> _Task statement_
Locate each line in the entries below that contains the string "marking", treating uppercase and lowercase as different, and copy every such line.
+++
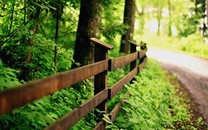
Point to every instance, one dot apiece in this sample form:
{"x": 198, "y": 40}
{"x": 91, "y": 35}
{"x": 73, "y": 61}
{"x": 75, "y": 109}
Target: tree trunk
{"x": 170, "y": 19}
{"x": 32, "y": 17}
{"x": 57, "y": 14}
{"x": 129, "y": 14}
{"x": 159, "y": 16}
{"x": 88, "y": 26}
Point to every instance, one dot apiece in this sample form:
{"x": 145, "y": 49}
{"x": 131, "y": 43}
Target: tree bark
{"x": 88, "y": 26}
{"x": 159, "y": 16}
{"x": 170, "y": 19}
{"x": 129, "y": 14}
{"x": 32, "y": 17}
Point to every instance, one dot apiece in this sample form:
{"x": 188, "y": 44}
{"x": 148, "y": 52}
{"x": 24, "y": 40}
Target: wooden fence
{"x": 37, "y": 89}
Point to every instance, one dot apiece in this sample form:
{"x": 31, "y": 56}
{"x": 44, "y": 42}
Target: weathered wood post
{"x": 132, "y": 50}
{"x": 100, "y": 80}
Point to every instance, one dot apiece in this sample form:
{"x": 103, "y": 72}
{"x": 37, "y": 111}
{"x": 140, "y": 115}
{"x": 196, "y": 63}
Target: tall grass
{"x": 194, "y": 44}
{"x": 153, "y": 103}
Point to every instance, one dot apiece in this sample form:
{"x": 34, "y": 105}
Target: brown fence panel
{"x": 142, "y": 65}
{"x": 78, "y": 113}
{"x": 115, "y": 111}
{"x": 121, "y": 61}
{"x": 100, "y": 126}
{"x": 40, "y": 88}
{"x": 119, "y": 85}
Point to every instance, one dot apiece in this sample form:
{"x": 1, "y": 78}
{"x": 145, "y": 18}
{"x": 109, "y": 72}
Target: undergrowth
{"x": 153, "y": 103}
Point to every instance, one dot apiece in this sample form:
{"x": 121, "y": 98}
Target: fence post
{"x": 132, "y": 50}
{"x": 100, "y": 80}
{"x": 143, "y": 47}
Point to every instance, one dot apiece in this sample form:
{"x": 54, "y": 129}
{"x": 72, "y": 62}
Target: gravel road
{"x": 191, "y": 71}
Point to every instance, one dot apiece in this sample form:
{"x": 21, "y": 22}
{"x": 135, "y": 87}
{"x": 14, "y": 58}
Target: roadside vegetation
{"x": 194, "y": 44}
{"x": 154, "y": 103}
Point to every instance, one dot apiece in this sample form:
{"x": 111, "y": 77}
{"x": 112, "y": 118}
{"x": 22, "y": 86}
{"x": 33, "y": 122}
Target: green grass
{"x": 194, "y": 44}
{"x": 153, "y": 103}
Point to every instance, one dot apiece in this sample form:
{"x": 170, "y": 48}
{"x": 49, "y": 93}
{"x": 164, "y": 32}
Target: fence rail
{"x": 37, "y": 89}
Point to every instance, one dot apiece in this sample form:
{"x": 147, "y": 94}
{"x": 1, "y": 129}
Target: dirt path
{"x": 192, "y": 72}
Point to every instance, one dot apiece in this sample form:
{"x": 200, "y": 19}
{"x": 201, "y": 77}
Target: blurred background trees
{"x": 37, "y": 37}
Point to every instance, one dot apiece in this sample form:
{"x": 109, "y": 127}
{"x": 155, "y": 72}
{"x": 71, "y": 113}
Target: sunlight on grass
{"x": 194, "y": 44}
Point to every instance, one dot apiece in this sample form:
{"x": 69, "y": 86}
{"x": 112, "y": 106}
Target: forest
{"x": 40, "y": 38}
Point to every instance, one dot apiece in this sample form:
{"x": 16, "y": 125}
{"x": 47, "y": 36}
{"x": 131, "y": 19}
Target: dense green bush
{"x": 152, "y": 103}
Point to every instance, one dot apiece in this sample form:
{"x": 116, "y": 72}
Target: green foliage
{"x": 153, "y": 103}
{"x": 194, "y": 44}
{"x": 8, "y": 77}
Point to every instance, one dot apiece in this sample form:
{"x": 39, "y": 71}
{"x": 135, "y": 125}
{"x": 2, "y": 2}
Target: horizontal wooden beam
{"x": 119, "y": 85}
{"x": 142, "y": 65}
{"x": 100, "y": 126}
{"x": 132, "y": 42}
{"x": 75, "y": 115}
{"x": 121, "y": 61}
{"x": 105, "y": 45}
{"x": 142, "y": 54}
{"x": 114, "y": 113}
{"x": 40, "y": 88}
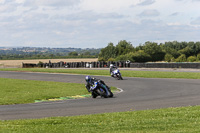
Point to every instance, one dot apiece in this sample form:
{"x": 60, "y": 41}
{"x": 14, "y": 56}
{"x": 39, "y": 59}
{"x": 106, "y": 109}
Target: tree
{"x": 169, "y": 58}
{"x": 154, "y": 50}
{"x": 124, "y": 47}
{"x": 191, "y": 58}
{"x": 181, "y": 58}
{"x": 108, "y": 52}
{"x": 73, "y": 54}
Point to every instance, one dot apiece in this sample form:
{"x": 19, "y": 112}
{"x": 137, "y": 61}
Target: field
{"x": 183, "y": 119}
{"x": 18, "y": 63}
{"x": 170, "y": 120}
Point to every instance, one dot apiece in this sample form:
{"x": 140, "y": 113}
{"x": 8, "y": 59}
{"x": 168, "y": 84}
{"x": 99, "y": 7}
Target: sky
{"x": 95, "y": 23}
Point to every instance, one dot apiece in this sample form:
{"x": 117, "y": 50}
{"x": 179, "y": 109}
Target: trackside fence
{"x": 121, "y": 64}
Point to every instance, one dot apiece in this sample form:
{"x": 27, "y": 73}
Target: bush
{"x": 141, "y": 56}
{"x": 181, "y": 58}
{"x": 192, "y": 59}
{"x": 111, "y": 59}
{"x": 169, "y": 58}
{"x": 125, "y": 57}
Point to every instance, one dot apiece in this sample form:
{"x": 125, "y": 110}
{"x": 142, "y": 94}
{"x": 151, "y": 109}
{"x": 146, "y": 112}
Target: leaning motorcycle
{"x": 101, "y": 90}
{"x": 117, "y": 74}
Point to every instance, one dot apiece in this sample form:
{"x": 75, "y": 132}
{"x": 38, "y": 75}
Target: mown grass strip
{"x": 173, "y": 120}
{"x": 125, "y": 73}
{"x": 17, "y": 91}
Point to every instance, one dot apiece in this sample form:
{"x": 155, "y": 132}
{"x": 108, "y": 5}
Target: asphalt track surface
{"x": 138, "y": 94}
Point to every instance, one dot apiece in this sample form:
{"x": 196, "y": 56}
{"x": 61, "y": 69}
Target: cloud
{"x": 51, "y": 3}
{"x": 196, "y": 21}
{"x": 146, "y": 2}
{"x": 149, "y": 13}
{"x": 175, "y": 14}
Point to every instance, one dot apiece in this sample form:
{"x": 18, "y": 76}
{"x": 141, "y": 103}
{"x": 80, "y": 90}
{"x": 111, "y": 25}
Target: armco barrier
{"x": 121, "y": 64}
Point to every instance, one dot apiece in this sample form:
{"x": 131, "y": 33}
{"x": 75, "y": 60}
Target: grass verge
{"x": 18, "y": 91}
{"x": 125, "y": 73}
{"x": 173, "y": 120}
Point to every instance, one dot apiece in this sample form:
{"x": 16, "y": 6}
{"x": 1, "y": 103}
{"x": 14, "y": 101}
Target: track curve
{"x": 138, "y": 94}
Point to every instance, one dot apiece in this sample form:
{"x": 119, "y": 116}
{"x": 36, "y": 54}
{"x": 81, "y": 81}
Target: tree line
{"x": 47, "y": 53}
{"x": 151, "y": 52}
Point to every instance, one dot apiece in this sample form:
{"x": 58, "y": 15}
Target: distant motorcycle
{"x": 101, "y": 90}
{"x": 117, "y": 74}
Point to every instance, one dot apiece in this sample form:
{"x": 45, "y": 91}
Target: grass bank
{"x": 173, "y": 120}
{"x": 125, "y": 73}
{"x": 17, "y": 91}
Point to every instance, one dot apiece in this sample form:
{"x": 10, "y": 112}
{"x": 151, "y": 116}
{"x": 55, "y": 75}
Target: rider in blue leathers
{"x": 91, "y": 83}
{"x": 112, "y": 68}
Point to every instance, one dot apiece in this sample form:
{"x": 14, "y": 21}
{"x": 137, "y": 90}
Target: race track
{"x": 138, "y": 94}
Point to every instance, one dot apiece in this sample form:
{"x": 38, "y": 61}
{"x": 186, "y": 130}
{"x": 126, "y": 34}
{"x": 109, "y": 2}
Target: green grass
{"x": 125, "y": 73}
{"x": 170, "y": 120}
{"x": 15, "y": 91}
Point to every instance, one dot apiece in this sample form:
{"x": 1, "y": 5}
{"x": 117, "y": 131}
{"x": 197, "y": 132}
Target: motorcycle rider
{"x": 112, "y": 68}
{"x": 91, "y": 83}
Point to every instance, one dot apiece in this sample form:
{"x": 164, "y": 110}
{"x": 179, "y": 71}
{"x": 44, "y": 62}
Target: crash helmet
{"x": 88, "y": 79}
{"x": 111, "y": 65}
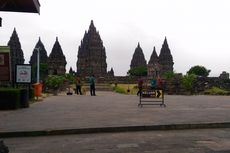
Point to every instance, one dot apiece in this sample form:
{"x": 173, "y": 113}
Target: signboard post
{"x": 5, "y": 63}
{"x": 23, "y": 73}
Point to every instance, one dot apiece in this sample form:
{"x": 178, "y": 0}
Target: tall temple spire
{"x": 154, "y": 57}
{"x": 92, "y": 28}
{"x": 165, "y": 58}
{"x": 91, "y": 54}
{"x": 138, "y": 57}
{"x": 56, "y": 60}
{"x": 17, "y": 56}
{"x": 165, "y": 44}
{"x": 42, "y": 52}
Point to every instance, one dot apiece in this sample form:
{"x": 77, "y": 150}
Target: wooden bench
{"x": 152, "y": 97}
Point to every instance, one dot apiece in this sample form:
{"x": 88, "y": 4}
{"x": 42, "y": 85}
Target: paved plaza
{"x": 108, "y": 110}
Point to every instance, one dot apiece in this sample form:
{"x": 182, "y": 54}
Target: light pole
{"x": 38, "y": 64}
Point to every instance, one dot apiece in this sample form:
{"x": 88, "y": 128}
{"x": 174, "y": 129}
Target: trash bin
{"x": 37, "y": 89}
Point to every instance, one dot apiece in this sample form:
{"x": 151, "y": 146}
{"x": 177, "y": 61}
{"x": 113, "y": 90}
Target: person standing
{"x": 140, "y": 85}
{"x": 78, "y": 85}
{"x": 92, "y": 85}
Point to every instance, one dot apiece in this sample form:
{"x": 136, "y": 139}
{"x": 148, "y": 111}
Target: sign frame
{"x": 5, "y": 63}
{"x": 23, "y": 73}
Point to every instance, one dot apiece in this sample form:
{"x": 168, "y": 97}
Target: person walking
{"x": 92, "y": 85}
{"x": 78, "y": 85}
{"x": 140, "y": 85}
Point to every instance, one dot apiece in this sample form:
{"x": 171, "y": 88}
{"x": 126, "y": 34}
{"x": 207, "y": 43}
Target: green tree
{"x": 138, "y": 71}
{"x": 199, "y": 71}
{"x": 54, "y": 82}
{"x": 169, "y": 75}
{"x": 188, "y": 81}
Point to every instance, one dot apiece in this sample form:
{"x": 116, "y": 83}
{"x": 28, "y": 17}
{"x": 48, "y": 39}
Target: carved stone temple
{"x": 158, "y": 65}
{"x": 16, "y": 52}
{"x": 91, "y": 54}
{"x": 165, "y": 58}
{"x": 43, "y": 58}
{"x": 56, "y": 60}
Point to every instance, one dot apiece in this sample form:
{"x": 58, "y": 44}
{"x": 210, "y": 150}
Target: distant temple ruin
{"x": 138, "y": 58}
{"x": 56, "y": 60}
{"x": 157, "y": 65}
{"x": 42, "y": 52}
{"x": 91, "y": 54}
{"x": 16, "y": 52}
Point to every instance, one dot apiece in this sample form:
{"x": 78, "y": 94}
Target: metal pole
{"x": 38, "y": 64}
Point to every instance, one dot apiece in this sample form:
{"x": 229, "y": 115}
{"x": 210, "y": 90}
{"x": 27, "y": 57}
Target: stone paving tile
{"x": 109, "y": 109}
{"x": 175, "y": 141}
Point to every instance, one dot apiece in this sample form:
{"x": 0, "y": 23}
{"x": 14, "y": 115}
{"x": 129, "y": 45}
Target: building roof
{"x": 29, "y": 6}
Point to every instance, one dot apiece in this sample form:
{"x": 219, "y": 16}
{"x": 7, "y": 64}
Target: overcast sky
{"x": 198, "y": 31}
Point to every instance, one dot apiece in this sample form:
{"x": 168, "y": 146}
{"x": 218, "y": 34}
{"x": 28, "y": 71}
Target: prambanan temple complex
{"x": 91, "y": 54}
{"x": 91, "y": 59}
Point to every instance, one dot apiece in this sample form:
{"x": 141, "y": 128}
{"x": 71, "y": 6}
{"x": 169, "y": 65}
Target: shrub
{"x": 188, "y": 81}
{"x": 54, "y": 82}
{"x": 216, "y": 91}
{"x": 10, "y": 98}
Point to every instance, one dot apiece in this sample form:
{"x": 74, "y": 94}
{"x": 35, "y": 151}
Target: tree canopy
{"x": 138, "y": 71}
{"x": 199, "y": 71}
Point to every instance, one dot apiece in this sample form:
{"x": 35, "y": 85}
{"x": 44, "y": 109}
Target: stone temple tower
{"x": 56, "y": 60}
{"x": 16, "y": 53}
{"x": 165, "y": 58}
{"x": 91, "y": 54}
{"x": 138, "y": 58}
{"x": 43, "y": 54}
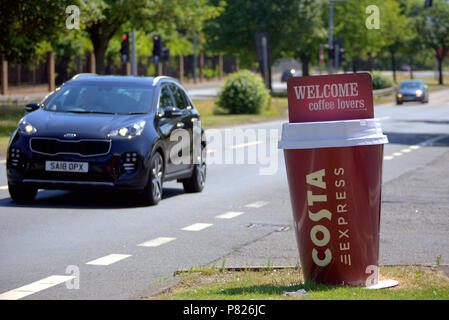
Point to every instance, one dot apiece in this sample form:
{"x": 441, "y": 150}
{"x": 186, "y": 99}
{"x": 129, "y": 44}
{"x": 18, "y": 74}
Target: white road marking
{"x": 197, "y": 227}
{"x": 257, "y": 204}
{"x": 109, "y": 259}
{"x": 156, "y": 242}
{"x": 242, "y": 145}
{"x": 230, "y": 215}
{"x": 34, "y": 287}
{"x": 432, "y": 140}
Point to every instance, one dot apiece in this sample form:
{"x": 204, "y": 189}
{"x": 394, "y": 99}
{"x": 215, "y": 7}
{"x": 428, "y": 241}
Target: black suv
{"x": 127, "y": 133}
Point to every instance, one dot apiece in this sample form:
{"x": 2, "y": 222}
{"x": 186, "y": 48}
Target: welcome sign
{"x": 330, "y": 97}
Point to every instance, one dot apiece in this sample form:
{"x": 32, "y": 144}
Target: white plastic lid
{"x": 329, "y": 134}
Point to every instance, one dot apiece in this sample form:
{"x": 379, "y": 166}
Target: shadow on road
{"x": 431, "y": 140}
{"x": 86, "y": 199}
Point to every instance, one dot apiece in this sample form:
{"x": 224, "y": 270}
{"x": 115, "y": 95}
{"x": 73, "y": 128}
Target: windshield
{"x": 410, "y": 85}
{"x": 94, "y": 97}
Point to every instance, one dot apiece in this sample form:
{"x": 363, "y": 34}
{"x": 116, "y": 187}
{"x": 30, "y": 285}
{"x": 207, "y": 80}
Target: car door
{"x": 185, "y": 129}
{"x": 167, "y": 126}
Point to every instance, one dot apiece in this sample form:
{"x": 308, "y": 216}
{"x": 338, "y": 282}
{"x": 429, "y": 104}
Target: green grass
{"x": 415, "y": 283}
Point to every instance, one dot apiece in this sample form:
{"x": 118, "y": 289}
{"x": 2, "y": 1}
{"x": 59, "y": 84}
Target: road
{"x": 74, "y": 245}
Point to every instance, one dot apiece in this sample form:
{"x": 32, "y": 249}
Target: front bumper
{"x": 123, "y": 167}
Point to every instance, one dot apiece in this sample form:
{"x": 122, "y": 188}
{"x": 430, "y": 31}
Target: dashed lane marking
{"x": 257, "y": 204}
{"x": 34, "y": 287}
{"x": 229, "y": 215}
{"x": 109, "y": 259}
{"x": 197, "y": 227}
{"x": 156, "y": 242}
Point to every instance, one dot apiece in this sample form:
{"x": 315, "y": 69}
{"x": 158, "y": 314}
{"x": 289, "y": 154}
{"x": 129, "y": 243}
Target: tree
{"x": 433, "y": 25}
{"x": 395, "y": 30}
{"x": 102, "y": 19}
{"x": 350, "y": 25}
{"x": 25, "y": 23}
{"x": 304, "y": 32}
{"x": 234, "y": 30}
+++
> _Expected output_
Target: white road marking
Target: dashed lane marking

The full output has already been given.